+++ Document segment
September 22, 2008 at 9:38 am
Hi,
I'm new to MS SQL 2005, can anyone help me in getting the second occurrence of duplicates onwards for every batch of B's?
Here are two examples with their desired output (@Output).
First:
DECLARE @Table TABLE (
id bigint IDENTITY PRIMARY KEY CLUSTERED,
lang varchar(100),
code char(1)
)
DECLARE @Output TABLE(id bigint)
++++++
+++ Dataset content
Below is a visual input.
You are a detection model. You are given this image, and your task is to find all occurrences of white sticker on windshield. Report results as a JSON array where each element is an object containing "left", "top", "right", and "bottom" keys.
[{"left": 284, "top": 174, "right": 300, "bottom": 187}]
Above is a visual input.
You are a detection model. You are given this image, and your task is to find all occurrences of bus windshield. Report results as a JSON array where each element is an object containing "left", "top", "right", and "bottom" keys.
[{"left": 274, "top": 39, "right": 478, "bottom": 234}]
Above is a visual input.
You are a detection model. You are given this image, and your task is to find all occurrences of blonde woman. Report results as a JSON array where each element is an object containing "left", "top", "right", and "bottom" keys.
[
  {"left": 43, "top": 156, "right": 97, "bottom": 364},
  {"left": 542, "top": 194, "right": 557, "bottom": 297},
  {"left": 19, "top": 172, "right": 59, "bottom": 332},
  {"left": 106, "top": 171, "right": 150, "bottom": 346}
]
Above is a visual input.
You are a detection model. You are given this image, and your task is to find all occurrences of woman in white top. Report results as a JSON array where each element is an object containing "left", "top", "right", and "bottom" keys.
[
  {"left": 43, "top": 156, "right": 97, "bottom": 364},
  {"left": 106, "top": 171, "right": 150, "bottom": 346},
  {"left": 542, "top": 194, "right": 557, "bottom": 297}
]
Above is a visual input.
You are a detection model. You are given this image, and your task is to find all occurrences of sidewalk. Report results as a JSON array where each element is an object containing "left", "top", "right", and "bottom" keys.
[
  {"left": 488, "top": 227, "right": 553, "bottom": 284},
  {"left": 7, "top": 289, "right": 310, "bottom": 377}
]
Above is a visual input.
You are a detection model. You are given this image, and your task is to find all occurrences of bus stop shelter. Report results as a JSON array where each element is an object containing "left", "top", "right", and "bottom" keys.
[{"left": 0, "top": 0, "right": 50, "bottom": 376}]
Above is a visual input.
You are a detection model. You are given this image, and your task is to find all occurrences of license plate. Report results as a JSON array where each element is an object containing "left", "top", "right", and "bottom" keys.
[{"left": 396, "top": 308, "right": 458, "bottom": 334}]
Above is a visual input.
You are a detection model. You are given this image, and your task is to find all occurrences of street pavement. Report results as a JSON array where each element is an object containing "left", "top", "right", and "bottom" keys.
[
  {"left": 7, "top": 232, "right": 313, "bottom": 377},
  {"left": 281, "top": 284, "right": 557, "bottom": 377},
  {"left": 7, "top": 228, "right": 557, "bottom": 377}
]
++++++
» Instruction
List every column that the SQL forum post defines in the @Table table variable. Rely only on the SQL forum post to complete this work.

» Final result
id, lang, code